▶ **THE PROBLEM**
Pull each line containing "wearing" from the data.
□ □ □ □
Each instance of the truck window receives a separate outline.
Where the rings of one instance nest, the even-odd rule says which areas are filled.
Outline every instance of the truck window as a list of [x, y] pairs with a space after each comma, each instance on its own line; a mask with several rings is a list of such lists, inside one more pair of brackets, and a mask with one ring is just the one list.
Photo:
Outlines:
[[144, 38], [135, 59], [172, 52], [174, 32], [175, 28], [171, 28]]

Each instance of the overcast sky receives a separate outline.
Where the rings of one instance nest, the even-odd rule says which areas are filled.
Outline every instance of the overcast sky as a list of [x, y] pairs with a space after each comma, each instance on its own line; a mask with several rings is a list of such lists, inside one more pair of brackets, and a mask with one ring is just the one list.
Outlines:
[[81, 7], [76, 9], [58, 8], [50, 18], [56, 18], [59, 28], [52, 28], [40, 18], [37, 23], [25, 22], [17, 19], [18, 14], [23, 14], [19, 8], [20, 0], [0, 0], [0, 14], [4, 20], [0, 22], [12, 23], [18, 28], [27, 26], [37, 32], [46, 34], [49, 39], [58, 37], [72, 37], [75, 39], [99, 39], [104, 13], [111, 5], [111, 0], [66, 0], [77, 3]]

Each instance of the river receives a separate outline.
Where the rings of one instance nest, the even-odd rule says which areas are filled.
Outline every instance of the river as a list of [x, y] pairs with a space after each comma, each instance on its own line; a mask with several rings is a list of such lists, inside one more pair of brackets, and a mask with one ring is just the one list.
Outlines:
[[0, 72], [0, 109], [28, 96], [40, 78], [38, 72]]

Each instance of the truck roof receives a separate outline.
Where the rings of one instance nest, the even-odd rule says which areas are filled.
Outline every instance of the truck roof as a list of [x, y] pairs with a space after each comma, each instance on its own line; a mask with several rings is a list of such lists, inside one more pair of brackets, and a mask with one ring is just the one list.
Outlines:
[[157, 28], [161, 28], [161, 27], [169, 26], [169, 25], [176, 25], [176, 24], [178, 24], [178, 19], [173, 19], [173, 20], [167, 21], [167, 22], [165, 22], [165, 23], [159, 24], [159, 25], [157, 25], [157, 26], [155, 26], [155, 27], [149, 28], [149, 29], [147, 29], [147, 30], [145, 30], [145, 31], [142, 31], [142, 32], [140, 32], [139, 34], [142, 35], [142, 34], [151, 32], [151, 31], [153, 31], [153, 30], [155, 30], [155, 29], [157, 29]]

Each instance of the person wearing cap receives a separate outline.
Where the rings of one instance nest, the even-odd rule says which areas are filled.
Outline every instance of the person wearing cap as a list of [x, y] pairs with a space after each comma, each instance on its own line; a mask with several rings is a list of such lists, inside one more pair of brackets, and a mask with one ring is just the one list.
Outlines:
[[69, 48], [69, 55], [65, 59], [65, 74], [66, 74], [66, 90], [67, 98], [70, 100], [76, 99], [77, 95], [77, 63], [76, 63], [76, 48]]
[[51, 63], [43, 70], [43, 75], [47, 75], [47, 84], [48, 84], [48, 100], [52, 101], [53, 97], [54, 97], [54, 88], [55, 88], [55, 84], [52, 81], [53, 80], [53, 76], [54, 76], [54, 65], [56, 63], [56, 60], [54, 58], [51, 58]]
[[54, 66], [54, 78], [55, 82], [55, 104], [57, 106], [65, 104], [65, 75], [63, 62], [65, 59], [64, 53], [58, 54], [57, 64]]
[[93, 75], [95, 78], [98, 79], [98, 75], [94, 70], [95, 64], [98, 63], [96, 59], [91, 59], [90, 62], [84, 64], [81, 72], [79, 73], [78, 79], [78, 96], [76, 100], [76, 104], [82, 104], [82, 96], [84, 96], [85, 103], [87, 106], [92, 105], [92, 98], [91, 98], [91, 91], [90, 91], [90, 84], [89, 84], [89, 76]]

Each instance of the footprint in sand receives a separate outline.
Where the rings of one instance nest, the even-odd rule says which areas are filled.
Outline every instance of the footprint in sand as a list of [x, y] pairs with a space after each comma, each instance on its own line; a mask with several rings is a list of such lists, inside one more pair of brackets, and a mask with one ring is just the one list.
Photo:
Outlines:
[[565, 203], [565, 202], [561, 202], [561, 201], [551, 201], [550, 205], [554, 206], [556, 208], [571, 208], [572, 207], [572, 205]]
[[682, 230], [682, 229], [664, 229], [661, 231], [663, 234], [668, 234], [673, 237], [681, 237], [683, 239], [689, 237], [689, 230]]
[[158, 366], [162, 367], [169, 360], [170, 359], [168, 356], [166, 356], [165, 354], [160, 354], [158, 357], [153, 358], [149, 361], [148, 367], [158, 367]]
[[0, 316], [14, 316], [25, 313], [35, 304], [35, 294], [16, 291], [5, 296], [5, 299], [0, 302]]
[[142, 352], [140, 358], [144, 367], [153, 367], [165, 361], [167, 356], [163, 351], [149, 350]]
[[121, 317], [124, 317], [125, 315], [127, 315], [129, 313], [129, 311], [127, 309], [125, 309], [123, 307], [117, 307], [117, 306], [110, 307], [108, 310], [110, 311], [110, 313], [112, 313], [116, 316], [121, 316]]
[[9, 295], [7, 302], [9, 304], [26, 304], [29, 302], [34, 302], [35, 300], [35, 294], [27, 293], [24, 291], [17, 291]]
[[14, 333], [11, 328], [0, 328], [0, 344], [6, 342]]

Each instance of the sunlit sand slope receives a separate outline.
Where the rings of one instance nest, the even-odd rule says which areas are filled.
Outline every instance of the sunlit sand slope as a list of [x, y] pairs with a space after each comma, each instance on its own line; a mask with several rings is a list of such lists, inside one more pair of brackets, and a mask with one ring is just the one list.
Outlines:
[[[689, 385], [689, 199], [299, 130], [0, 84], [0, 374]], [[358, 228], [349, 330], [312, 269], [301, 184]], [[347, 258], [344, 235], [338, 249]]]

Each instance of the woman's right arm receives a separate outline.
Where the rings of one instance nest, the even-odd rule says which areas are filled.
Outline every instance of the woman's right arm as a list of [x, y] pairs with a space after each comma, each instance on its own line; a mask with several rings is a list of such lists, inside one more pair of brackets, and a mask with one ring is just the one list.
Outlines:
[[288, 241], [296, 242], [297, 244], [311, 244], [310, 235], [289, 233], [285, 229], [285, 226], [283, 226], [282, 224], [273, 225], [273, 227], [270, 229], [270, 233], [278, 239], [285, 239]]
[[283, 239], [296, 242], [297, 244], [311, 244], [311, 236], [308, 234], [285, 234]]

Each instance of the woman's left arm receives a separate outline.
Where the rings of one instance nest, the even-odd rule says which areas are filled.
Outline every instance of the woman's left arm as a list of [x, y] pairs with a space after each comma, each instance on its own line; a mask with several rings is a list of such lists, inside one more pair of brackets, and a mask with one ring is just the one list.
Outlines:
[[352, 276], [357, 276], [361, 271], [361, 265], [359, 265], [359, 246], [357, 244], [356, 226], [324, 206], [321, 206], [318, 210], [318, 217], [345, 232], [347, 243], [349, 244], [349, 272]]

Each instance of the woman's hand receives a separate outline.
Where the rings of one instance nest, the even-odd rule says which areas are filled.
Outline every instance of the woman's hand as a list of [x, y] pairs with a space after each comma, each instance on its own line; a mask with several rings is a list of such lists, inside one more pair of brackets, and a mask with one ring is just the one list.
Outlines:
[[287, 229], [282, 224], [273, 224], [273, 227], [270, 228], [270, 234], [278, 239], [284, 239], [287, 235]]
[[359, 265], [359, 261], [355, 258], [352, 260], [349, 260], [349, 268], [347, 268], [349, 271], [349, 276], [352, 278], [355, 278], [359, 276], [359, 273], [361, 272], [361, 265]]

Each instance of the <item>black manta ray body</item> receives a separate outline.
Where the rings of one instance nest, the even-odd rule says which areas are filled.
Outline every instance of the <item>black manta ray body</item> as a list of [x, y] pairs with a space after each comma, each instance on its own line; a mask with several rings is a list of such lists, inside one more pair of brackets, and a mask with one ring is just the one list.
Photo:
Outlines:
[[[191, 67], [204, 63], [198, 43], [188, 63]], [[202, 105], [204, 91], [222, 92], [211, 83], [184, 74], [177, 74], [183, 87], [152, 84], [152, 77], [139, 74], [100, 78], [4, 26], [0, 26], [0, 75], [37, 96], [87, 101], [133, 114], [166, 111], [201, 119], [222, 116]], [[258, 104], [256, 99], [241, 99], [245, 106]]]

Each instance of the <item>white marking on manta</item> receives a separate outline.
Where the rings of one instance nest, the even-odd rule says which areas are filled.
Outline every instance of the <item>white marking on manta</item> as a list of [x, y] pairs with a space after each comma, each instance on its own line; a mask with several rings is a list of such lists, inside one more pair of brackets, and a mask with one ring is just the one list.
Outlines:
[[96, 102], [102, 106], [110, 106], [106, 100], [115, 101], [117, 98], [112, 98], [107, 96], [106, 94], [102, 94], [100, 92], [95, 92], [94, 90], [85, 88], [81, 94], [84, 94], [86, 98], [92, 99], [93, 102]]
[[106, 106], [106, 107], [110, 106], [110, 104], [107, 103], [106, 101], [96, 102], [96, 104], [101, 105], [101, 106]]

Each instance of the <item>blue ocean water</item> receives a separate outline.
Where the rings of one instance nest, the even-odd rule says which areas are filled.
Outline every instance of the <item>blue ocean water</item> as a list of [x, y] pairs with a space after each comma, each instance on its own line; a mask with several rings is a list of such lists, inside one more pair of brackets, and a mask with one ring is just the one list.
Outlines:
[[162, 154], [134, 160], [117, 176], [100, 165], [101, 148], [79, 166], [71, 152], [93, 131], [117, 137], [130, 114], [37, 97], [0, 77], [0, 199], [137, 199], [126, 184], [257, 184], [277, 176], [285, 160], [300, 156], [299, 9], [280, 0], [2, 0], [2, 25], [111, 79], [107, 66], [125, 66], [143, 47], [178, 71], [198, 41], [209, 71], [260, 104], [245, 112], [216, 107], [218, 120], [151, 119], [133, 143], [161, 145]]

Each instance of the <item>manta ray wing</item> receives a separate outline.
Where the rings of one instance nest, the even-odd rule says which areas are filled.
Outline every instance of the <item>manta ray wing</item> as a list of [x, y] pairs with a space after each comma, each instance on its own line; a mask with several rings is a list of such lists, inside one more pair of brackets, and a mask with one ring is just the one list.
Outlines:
□ □ □ □
▶ **FINISHED EXERCISE**
Each instance of the person wearing cap receives a separate outline.
Outline every instance of the person wearing cap as a list of [x, y] pairs with a space after each comma, each instance on its own line; a mask with several rings is a list of such lists, inside one more pair of brackets, and a mask with one ring is just the one list.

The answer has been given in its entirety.